━━━━━ Page text ━━━━━
The Butterfly Foundation revealed 30 per cent of people who responded to a survey, who had developed body and/or eating concerns during primary school, started developing body image concerns at the ages of 5 and 6.
That led to the development of the Butterfly Body Bright program, which started in 2021 and is currently in 300 schools, and is a whole of primary school program for Foundation-Year 6.
Funded by the Australian Federal Government’s Department of Health, every primary school is being encouraged to register for free before August 2023.
Dr Stephanie Damiano, manager of Butterfly Body Bright, said: “More school staff are becoming aware of students being dissatisfied with their bodies and engaging in disordered eating behaviours in primary school and are seeking support to help the students and peers. “We’re increasingly hearing reports of students expressing low self-esteem, not eating at school or who are uncomfortable doing so in front of others, students overeating and under-eating and expressing a desire to count calories and diet from a young age.”
━━━━━ Data extracts ━━━━━
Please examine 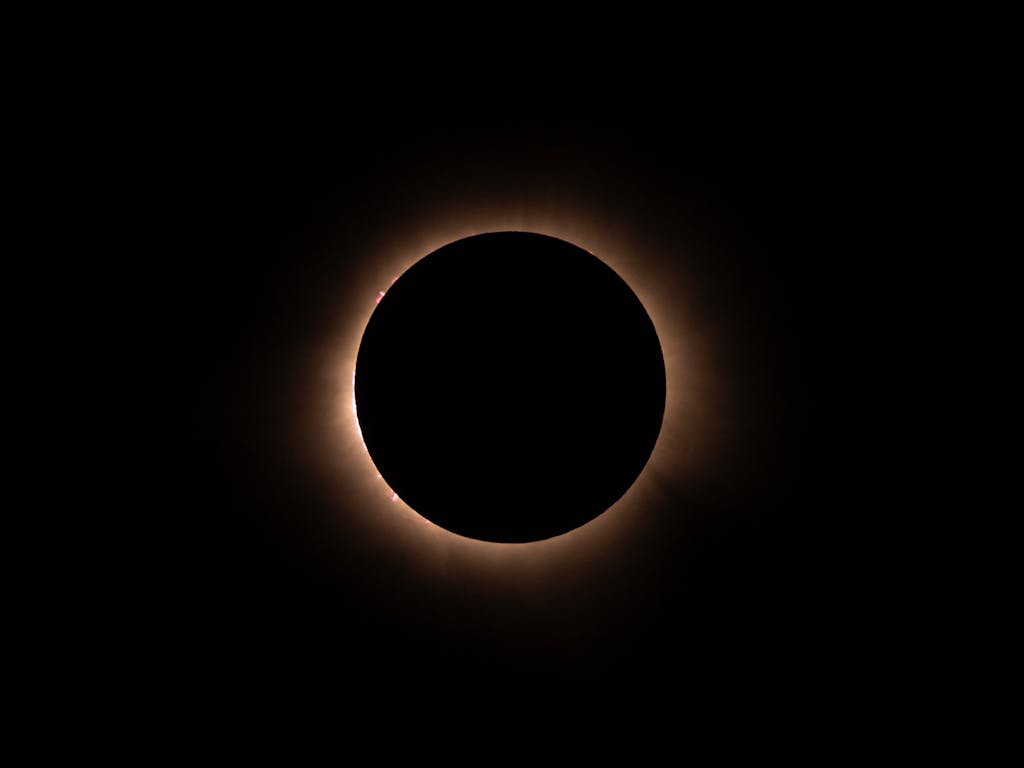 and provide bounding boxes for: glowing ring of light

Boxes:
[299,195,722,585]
━━━━━
━━━━━ Data extracts ━━━━━
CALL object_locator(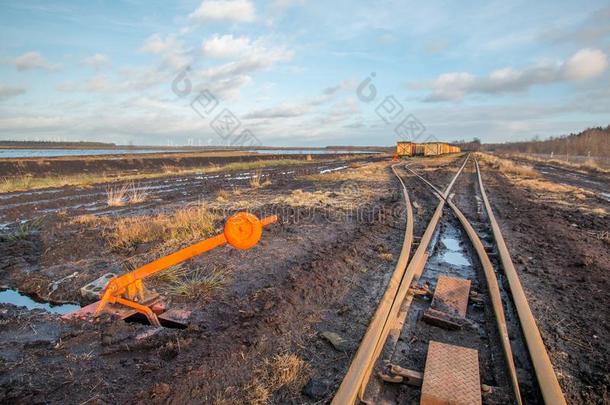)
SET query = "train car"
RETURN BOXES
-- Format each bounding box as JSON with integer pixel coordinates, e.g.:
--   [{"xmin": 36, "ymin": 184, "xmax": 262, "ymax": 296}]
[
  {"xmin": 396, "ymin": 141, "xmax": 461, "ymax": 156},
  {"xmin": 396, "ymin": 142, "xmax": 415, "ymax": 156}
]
━━━━━
━━━━━ Data extracts ━━━━━
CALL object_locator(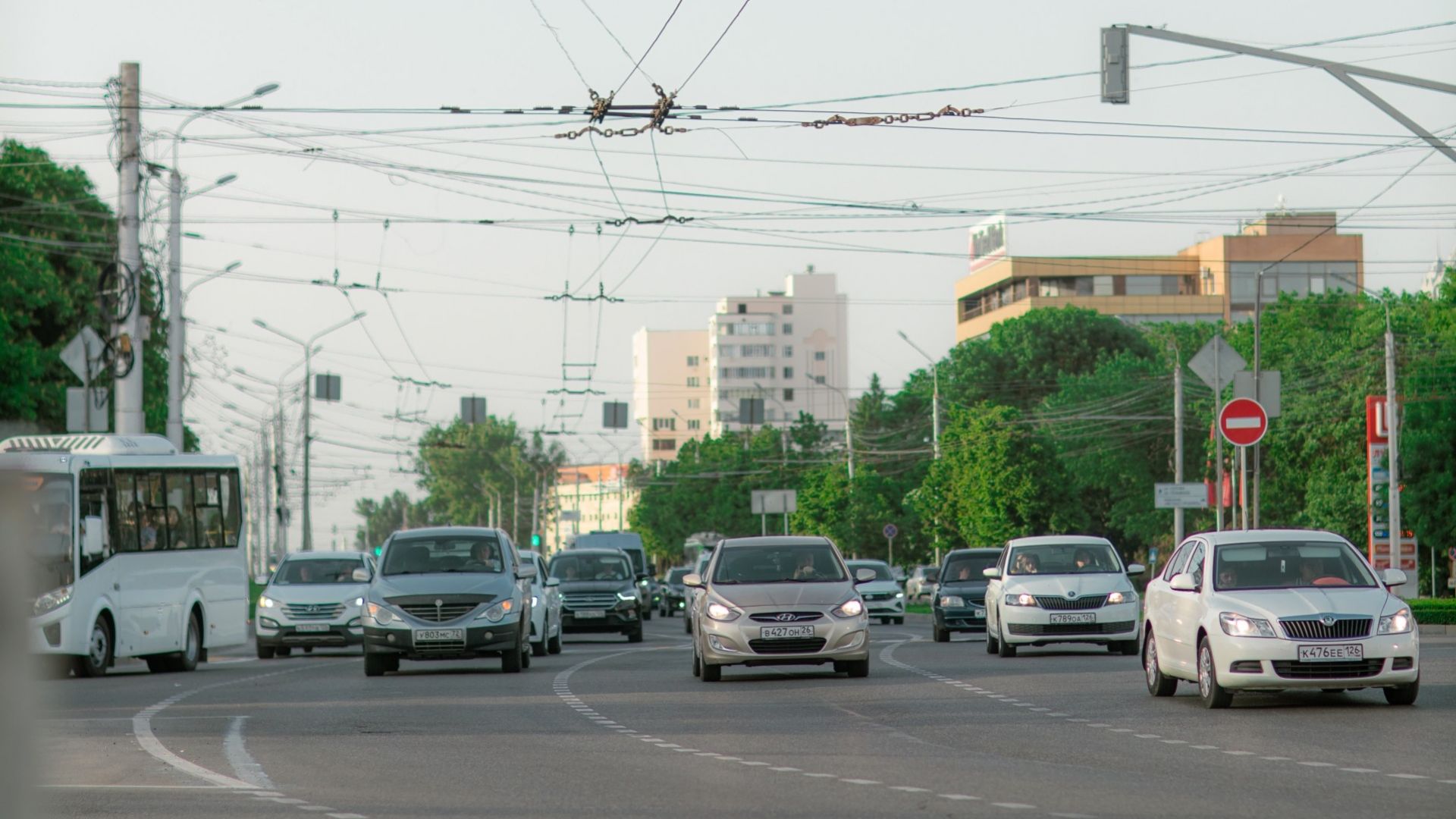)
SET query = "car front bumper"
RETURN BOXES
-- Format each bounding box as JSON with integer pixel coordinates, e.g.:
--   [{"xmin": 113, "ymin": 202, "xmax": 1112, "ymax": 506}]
━━━━━
→ **Task list**
1. Answer from the article on body image in primary schools:
(a) At what ages did 30 per cent of the survey respondents start developing body image concerns?
(b) In how many schools is the Butterfly Body Bright program currently running?
(c) Which government department funds the program?
2. The article on body image in primary schools quotes Dr Stephanie Damiano on behaviors increasingly reported among students. List all of them.
3. Resume the article on body image in primary schools after its last sentence.

→ **Exercise results**
1.
(a) At 5 and 6.
(b) 300 schools.
(c) The Australian Federal Government's Department of Health.

2.
- Expressing low self-esteem
- Not eating at school
- Being uncomfortable eating in front of others
- Overeating
- Under-eating
- Expressing a desire to count calories
- Expressing a desire to diet from a young age

3.
Butterfly’s push of the program comes after a student’s teacher brought a set of scales into the classroom before weighing the students and ranking them from lightest to heaviest with their names and numbers on the board
“Unfortunately, against the backdrop of increased body dissatisfaction in younger students, we continue to be aware of potentially harmful activities and conversations taking place in the classroom, which recently included an emphasis on children’s weight,” she said.
“Activities of this kind have the potential to increase a child’s risk of body dissatisfaction, preoccupation with body weight and shape, anxiety, restrictive diets, cycles of restriction and binge eating, and overall poor self-esteem, often lasting long into adulthood.
“There are many things that can be measured and weighed in a classroom, but a child’s body should not be one of them.”
Early evaluation of Butterfly Body Bright has shown significant improvement in student’s body image, body appreciation and confidence to deal with appearance-teasing, with 54% of students reporting an immediate improvement in their body image.
Both Emma and Imogen said a program like this would have tremendously helpful on their own self love journey.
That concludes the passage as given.